RECORDS PROVIDED>
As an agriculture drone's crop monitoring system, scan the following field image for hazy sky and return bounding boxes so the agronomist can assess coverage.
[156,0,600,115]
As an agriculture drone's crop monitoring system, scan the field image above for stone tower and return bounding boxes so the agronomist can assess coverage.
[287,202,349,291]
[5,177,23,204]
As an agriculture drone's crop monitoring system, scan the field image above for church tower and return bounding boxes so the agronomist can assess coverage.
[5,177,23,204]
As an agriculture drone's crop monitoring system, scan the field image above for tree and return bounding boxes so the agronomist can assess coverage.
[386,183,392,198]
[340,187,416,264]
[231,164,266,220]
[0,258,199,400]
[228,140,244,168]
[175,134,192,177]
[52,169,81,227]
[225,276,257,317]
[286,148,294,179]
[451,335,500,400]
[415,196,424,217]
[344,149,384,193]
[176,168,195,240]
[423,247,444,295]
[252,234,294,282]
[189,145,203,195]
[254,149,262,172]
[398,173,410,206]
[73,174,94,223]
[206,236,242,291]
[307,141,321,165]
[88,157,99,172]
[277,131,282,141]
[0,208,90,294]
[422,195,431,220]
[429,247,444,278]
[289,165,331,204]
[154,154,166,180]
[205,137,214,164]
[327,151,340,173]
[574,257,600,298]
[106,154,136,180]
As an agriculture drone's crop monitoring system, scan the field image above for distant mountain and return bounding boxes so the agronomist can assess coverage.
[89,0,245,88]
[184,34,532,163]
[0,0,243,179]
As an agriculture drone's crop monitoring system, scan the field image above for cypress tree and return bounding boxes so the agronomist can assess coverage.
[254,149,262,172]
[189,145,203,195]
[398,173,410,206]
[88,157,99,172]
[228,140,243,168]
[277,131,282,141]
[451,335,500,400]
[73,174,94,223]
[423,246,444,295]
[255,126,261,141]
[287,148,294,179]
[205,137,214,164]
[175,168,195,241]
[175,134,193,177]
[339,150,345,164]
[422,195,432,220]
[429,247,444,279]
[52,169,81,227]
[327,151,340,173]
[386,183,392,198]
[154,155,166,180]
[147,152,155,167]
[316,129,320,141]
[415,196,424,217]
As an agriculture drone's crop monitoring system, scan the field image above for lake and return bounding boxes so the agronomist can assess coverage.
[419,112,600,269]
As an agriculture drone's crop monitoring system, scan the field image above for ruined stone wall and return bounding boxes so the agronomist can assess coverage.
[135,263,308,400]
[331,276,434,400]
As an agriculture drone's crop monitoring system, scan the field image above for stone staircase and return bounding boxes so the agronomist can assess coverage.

TASK OBJECTIVE>
Each line above, from the one that contains "above for lake" to the last line of the records, should be repeated exactly. Leave out all others.

OUTPUT>
As an agriculture drone's crop monitoring system, scan the field image above for lake and return bounding boxes so the agronomist can assess coverage.
[419,112,600,269]
As an agriculture drone's crop monitoring system, scan the field image above for ruined stone wall and return bounding boxes so the agronomist can assess coverage.
[135,263,308,400]
[331,276,434,400]
As an agriculture drone's crop monitoring system, scan the field image above for stone staircase and return bounding boxes so the agronomist can assess coverage.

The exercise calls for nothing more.